Problem
How many lines in the data contain the string "tree"? Give only the number.

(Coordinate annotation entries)
::::
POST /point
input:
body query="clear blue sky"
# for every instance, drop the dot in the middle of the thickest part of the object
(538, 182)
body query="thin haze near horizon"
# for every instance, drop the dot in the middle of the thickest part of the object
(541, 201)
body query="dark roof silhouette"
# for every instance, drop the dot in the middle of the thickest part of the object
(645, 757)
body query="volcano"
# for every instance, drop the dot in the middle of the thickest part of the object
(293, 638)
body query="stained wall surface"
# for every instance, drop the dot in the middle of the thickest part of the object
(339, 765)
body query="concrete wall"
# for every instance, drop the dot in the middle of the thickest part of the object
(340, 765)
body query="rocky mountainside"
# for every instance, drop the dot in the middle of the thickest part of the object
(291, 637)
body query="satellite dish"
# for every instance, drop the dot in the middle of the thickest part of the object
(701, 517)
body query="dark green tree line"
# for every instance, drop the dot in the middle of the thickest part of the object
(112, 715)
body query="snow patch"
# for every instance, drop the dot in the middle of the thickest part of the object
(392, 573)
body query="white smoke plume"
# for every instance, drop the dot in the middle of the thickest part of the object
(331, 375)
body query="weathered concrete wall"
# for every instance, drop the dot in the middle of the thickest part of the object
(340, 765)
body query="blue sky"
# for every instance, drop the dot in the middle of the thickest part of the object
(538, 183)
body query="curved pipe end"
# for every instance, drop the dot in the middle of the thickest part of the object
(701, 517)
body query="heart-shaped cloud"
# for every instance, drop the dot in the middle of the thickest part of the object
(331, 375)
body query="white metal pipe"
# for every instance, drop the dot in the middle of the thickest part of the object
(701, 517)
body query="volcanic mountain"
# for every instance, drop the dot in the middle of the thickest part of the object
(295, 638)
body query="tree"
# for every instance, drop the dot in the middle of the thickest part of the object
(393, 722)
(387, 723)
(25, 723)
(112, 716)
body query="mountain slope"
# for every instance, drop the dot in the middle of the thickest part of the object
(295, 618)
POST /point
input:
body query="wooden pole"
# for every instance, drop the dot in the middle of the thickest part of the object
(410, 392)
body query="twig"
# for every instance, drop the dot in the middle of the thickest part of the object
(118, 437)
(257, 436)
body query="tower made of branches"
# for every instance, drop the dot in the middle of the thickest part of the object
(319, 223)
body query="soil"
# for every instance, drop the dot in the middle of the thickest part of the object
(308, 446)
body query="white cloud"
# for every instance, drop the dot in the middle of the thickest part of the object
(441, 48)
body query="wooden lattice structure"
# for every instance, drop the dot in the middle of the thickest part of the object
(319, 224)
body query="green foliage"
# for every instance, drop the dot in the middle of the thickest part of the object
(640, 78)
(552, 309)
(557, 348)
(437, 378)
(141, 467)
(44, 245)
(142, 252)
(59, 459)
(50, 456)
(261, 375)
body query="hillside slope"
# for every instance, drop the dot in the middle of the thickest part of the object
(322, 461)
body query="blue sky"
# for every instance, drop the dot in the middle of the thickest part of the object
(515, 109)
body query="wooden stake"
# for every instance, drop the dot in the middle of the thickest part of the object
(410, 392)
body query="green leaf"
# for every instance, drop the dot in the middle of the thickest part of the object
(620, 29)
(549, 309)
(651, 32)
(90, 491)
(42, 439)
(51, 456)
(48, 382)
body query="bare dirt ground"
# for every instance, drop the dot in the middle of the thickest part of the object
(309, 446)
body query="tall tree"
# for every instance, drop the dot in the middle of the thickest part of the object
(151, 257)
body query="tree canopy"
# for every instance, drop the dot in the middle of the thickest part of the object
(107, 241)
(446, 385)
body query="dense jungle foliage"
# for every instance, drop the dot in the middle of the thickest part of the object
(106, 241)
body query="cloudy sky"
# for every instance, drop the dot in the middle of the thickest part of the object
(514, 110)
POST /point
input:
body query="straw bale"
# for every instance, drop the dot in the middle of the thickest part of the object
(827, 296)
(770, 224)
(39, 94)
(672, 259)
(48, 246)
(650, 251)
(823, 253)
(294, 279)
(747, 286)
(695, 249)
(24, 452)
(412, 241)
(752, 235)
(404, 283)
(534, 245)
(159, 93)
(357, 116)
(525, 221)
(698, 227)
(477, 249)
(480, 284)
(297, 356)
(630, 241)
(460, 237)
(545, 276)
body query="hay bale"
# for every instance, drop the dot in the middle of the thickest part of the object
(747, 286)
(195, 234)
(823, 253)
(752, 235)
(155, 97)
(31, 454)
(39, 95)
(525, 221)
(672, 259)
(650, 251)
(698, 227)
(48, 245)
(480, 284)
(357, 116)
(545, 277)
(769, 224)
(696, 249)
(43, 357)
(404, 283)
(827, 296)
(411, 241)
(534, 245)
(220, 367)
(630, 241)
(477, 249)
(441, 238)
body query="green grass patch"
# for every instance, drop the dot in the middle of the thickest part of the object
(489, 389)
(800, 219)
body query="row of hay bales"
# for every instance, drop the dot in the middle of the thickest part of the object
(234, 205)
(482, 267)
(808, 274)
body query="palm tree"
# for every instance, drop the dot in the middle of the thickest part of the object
::::
Finished task
5